Document segment Start Marker

Why has KCEC gone totally with solar? Why not a mix of solar and wind or some other renewable?
LR: About seven years ago, we put together a member focus group and asked, "Do we want renewable energy?" and "If we do, what kind?" Of the available types - wind, solar, geothermal, hydro and biomass - our members wanted solar. If we'd gone with wind, it would be a case of either installing wind farms locally - a major impact on the landscape - or importing wind-generated power from the eastern side of the state, so it would no longer be local.
The arrays we've built are low to the ground and don't visually impact the landscape to any major degree. We have a lot of available property in this area, so that's not an issue. Another thing is that solar generation doesn't require much water, which is a major concern here. We have to wash the panels once in a while, but that's pretty minimal.
The Taos Mesa project we're developing is located in the buffer area between the Taos County landfill and nearby landowners, so instead of having the dump as a neighbor, they'll now have a low-profile solar farm. We also chose this location because it's only a mile and a half from the Las Cordovas power station, so it feeds directly into it and then gets distributed across the system.

Document segment End Marker
Extracted records Start Marker

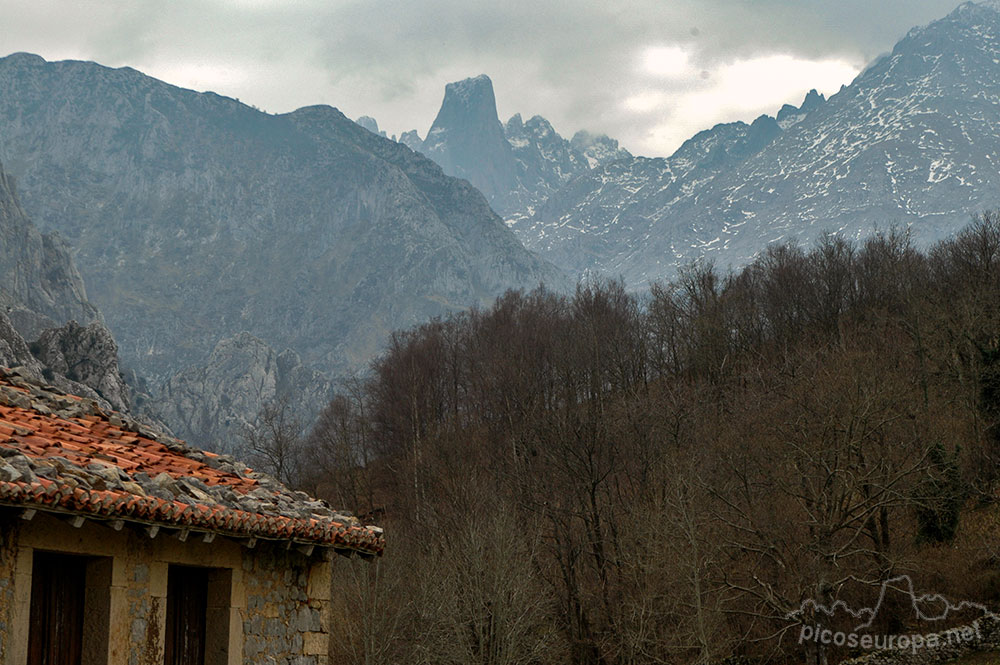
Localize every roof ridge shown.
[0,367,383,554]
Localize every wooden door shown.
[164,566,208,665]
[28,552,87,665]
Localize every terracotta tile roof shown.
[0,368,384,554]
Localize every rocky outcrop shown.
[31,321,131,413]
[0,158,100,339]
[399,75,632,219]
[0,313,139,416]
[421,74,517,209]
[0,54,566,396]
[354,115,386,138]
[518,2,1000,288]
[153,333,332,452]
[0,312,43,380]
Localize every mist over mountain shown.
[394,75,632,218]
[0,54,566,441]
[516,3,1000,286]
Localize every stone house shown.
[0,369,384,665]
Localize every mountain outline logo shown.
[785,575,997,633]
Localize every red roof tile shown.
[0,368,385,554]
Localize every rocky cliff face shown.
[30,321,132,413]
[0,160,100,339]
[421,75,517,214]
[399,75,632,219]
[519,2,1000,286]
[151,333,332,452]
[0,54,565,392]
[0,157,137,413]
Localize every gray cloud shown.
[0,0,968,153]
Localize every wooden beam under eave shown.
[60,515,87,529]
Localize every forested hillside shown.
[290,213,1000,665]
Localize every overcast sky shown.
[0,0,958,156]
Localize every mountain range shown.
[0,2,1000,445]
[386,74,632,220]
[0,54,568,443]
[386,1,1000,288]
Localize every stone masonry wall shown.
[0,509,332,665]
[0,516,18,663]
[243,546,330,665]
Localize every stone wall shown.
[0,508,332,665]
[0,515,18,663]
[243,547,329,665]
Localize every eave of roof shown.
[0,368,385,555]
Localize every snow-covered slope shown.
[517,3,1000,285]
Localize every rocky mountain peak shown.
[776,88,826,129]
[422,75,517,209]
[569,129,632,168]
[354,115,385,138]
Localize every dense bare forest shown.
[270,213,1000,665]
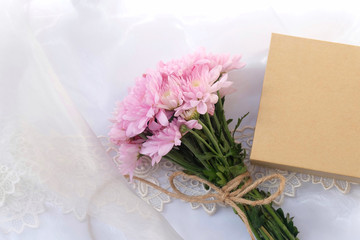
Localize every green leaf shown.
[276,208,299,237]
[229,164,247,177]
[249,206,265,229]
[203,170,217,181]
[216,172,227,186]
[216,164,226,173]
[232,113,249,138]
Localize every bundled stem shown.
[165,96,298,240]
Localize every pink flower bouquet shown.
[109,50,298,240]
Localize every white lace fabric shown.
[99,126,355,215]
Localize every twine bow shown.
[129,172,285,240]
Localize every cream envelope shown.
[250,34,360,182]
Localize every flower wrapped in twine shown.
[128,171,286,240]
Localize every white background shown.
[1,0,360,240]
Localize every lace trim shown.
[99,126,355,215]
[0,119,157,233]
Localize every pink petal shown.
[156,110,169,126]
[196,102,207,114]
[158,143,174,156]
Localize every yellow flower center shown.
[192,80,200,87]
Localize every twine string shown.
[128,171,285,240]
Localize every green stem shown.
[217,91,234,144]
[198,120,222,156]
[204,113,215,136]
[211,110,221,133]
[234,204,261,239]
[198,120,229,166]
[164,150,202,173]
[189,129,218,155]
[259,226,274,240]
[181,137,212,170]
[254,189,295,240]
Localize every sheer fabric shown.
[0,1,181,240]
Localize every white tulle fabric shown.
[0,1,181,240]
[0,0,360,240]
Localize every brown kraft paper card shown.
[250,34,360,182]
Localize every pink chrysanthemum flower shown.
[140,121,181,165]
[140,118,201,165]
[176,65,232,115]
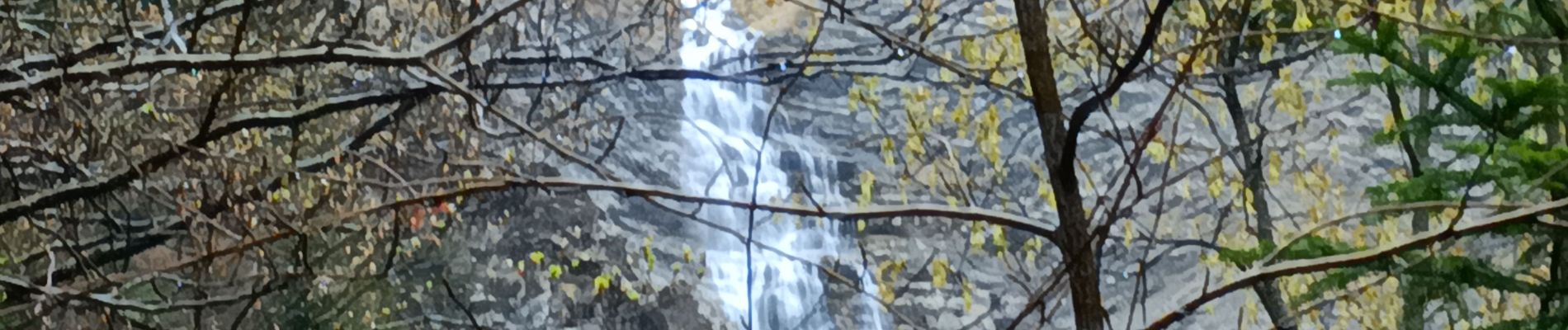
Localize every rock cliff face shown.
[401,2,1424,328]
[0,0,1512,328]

Extracted records End Marker

*Brief 1:* Retype the portion of the KCEC solar interview between "The arrays we've" and "that's pretty minimal.", inclusive.
*Brief 2:* Render this sentence from the KCEC solar interview in Spanish: "Another thing is that solar generation doesn't require much water, which is a major concern here."

*Response area 1:*
The arrays we've built are low to the ground and don't visually impact the landscape to any major degree. We have a lot of available property in this area, so that's not an issue. Another thing is that solar generation doesn't require much water, which is a major concern here. We have to wash the panels once in a while, but that's pretty minimal.

*Response area 2:* Otra cosa es que la generación solar no requiere mucha agua, lo cual es una gran preocupación aquí.